■ Task instructions ■
In the listing below, print exactly the lines between the line holding "Expected: for every instance of the concrete" and the line holding "Expected: for every instance of the navy", inclusive, and no more.

■ Input ■
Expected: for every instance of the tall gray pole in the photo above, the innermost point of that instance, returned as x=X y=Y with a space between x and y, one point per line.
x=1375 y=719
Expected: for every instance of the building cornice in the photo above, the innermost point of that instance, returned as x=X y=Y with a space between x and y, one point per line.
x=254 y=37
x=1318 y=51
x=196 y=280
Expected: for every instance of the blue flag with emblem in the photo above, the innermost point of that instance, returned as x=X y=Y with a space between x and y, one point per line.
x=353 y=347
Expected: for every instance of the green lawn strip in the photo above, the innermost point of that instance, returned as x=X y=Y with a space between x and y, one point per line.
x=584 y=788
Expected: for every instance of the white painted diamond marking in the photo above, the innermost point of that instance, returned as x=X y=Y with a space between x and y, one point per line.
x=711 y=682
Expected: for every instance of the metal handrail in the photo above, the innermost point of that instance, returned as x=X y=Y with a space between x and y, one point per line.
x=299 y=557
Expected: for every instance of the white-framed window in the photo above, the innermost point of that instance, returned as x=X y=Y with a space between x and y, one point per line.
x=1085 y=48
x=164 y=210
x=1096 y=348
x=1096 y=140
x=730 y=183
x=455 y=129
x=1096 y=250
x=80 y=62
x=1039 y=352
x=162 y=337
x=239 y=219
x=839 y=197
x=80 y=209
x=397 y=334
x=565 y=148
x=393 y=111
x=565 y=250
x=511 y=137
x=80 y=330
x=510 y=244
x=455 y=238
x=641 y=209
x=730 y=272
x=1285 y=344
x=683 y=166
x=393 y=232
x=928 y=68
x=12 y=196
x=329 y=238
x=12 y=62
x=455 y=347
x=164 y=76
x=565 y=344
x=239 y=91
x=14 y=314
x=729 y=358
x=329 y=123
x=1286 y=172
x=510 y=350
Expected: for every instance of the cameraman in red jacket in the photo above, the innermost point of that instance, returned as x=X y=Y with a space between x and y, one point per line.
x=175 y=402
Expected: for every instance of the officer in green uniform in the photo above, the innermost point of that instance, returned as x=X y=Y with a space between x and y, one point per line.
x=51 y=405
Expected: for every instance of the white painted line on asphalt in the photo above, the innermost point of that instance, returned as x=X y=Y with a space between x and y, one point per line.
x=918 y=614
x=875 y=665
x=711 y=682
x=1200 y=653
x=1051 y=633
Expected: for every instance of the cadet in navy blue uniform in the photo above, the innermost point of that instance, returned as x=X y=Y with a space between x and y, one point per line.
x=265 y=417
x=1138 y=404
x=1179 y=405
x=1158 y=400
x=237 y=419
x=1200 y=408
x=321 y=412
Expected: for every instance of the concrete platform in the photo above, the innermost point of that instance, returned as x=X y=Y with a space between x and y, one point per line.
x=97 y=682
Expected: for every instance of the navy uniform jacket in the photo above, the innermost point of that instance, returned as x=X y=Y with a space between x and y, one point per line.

...

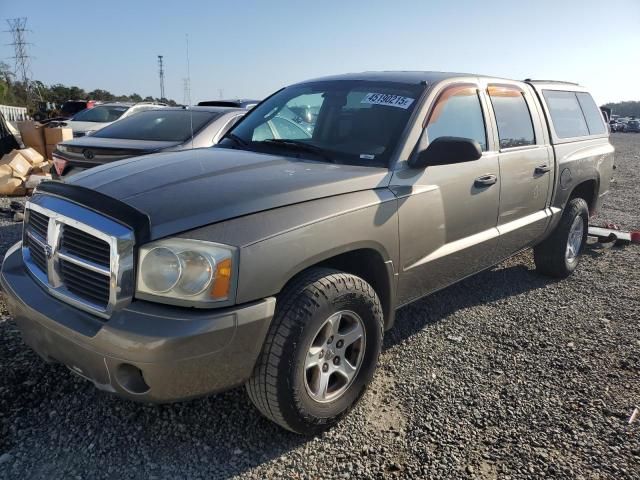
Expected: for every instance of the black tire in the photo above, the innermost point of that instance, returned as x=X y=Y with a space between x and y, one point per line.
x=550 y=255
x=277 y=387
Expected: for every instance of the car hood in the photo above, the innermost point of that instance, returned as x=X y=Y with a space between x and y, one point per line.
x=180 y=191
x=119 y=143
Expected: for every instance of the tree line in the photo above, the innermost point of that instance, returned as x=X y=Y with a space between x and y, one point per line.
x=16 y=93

■ Task answer ■
Expected: for every instance of the concrete platform in the photo above, the innermost point of that instance, returned as x=X y=Y with a space between x and y, one point per line.
x=97 y=682
Expected: for every instance of the navy uniform jacket in the photo above, the innermost point of that instance, returned as x=X y=Y with a space between x and y, one point per line.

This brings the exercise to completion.